**Exercise prompt**
Everything in the listing must be transcribed exactly, from the first line to the last.

**Data provided**
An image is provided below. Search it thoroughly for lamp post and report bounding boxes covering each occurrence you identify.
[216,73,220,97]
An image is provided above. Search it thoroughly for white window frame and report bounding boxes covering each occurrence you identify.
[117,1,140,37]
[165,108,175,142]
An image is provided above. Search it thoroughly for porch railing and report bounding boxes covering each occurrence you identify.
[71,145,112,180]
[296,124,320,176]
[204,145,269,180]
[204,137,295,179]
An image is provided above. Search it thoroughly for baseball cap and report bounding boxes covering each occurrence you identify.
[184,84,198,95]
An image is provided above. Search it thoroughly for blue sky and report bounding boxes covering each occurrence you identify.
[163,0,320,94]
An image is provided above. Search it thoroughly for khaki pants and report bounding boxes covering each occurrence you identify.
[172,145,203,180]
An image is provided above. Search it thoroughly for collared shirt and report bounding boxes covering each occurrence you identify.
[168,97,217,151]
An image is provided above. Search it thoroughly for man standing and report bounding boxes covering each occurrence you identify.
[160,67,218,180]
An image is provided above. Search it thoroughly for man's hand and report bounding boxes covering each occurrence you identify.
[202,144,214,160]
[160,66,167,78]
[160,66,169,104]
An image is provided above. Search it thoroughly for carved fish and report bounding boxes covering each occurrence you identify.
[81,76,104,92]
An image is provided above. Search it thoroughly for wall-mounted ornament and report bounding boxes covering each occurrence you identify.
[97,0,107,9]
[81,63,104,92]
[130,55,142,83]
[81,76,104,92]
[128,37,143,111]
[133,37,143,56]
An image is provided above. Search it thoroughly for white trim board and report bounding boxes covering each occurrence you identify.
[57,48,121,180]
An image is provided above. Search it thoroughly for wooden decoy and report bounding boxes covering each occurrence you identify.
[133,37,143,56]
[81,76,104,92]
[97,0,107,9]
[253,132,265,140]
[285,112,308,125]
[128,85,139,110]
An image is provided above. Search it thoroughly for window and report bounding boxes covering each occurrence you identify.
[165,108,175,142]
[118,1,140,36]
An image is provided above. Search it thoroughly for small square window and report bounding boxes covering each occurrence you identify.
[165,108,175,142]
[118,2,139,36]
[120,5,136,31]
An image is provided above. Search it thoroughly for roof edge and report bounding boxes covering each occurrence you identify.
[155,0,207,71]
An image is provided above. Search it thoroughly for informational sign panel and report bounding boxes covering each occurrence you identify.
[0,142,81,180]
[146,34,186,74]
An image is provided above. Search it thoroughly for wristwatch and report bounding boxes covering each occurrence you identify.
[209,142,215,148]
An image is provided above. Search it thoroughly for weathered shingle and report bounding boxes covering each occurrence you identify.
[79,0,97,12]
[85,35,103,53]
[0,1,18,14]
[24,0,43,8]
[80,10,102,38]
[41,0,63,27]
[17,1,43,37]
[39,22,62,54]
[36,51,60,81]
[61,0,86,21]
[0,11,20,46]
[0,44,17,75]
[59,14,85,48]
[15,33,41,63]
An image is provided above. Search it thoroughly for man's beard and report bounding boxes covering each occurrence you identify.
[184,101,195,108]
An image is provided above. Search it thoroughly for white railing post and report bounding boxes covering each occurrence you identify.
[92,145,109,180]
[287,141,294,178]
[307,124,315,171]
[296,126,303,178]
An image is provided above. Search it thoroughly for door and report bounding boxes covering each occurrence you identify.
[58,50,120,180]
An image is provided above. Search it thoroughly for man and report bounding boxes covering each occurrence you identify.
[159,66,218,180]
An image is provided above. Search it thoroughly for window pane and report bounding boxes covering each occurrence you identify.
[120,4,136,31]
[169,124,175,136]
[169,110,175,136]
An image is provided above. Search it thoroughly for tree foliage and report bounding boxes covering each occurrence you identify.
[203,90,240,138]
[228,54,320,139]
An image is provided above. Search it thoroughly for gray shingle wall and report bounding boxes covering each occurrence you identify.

**Exercise answer**
An image is provided below. Search it thoroughly for lamp post and report bounding boxes covering each occurrence you identify.
[216,73,220,97]
An image is provided above. Search it thoroughly for white window frame and report bounding boxes covering each occurrence you identify.
[117,1,140,37]
[165,108,175,142]
An image is provided above. Search it thoroughly for porch railing and report bounding boxes covering each occurrence you identify.
[71,145,112,180]
[296,124,320,176]
[204,145,269,180]
[204,137,295,179]
An image is provided above. Search it thoroughly for baseball cap and report bounding boxes covering each occurrence you identify.
[184,84,198,95]
An image is provided above. Search it thoroughly for blue sky and report bounding boxes covering each occurrence you identify.
[163,0,320,94]
An image is provided above. Search it thoroughly for khaki pants and report bounding boxes covering each occurrence you identify.
[172,145,203,180]
An image is provided above. Search it thoroughly for collared shirt and report bounding boxes covering each occurrence you identify.
[168,97,217,151]
An image is provided above. Search it thoroughly for man standing and report bounding boxes covering each occurrence you identify.
[160,67,218,180]
An image is provided above. Search it thoroughly for man's hand and report bounding boxes covering each occurrence you identify.
[202,144,214,160]
[160,66,167,78]
[160,66,169,104]
An image is provided above. Search it thoroughly for carved fish and report bounding boxes covering each occurrence you identify.
[81,76,104,92]
An image is provided above. Search it thoroughly for wall-mounted ornament and report bounding boxes covering each occurrence you identify.
[97,0,107,9]
[81,63,104,92]
[130,55,142,83]
[81,76,104,92]
[128,37,143,111]
[133,37,143,56]
An image is provided above. Search it thoroughly for white trim board and report bounding boxes covering each occurrence you identify.
[57,48,121,180]
An image is provided above. Search it thoroughly for wooden decoy and report bounding boxes covering each occurrence you identify.
[133,37,143,56]
[81,76,104,92]
[97,0,107,9]
[253,132,265,140]
[285,112,308,125]
[128,85,139,110]
An image is provided above. Search it thoroughly for window and report bounding boxes covering each occurrence you identify.
[165,108,175,142]
[118,1,140,36]
An image is provided above. Search it thoroughly for small square window and report bounding boxes covering each occurrence you identify.
[165,108,175,142]
[118,2,139,36]
[120,5,136,31]
An image is provided above. Search it thoroughly for roof edge and report bounding boxes covering each occurrence you identify.
[155,0,207,71]
An image is provided above. Search it thoroughly for informational sign panel and report bounding boxes covering each occurrence you identify.
[0,142,81,180]
[146,34,186,74]
An image is provided above. Search it thoroughly for wristwatch and report bounding boxes covering each occurrence you identify.
[209,142,215,148]
An image is provided above. Search it thoroughly for weathered shingle and report bounding boxes covering each occurrence you identify.
[79,0,97,12]
[85,35,103,53]
[0,1,18,14]
[24,0,43,8]
[80,10,102,38]
[41,0,63,27]
[17,1,43,37]
[39,22,62,54]
[36,51,60,81]
[61,0,86,21]
[0,11,20,46]
[0,44,17,75]
[59,14,85,48]
[15,33,41,63]
An image is provided above. Search it thoroughly for man's beard and report bounding boxes covering each occurrence you identify.
[184,101,195,108]
An image is provided above. Search it thoroughly for white railing post and report bounding boxes covering each occurrence you identify.
[92,145,109,180]
[287,141,294,178]
[307,124,315,171]
[296,126,303,178]
An image is provided above. Search it thoroughly for door and report bounding boxes covering each occurrence you identify.
[58,50,120,180]
An image is provided above. Search it thoroughly for man and report bounding boxes covering each occurrence you identify.
[159,66,218,180]
An image is provided above. Search it thoroughly for window pane and report bounding boxes covering each occurrence you identify.
[120,4,136,31]
[169,124,175,136]
[169,110,175,136]
An image is provided above. Search it thoroughly for tree foliage and report bounding boxes covering each occurrence you identify.
[203,90,240,138]
[228,54,320,139]
An image is provided above. Search it thoroughly for gray shingle wall and report bounding boxes covering each occurrence you identify.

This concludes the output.